TEXT SEGMENT:
+ + + + +
Skip to main content

Python framework for fast Vector Space Modelling

Project description

Travis Wheel

Gensim is a Python library for topic modelling, document indexing and similarity retrieval with large corpora. Target audience is the natural language processing (NLP) and information retrieval (IR) community.

Features

  • All algorithms are memory-independent w.r.t. the corpus size (can process input larger than RAM, streamed, out-of-core),

  • Intuitive interfaces

    • easy to plug in your own input corpus/datastream (trivial streaming API)

    • easy to extend with other Vector Space algorithms (trivial transformation API)

  • Efficient multicore implementations of popular algorithms, such as online Latent Semantic Analysis (LSA/LSI/SVD), Latent Dirichlet Allocation (LDA), Random Projections (RP), Hierarchical Dirichlet Process (HDP) or word2vec deep learning.

  • Distributed computing: can run Latent Semantic Analysis and Latent Dirichlet Allocation on a cluster of computers.

  • Extensive HTML documentation and tutorials.

If this feature list left you scratching your head, you can first read more about the Vector Space Model and unsupervised document analysis on Wikipedia.

Installation

This software depends on NumPy and Scipy, two Python packages for scientific computing. You must have them installed prior to installing gensim.

It is also recommended you install a fast BLAS library before installing NumPy. This is optional, but using an optimized BLAS such as ATLAS or OpenBLAS is known to improve performance by as much as an order of magnitude. On OS X, NumPy picks up the BLAS that comes with it automatically, so you don’t need to do anything special.

The simple way to install gensim is:

pip install -U gensim

Or, if you have instead downloaded and unzipped the source tar.gz package, you’d run:

python setup.py test
python setup.py install

For alternative modes of installation (without root privileges, development installation, optional install features), see the documentation.

This version has been tested under Python 2.6, 2.7, 3.3, 3.4 and 3.5 (support for Python 2.5 was dropped in gensim 0.10.0; install gensim 0.9.1 if you must use Python 2.5). Gensim’s github repo is hooked against Travis CI for automated testing on every commit push and pull request.

How come gensim is so fast and memory efficient? Isn’t it pure Python, and isn’t Python slow and greedy?
+ + + + +
WHAT TO DO:
• a. List every Python version that the gensim project description says this version has been tested under.
• b. According to the gensim project description, which two Python packages must be installed before installing gensim?
The lines after this note are not needed to complete the tasks.

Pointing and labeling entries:
+ + + + +
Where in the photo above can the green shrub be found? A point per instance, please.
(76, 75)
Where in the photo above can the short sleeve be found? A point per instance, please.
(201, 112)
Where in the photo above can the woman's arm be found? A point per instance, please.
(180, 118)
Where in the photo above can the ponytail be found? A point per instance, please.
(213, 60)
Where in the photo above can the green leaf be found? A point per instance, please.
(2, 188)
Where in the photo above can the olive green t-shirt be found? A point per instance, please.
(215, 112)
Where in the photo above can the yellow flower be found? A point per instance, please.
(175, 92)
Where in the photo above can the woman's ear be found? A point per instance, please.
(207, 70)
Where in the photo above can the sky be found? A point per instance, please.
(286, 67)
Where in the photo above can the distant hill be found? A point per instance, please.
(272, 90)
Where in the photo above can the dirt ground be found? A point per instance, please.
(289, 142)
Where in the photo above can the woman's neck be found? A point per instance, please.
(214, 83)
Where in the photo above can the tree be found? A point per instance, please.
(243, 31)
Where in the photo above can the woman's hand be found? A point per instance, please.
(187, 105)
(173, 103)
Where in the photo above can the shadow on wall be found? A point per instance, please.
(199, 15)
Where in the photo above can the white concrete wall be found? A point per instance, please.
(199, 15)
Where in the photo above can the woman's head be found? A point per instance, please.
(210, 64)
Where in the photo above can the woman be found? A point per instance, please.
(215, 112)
+ + + + +
WRITTEN RESPONSES:
• a. 2.6, 2.7, 3.3, 3.4, 3.5

• b. NumPy and Scipy.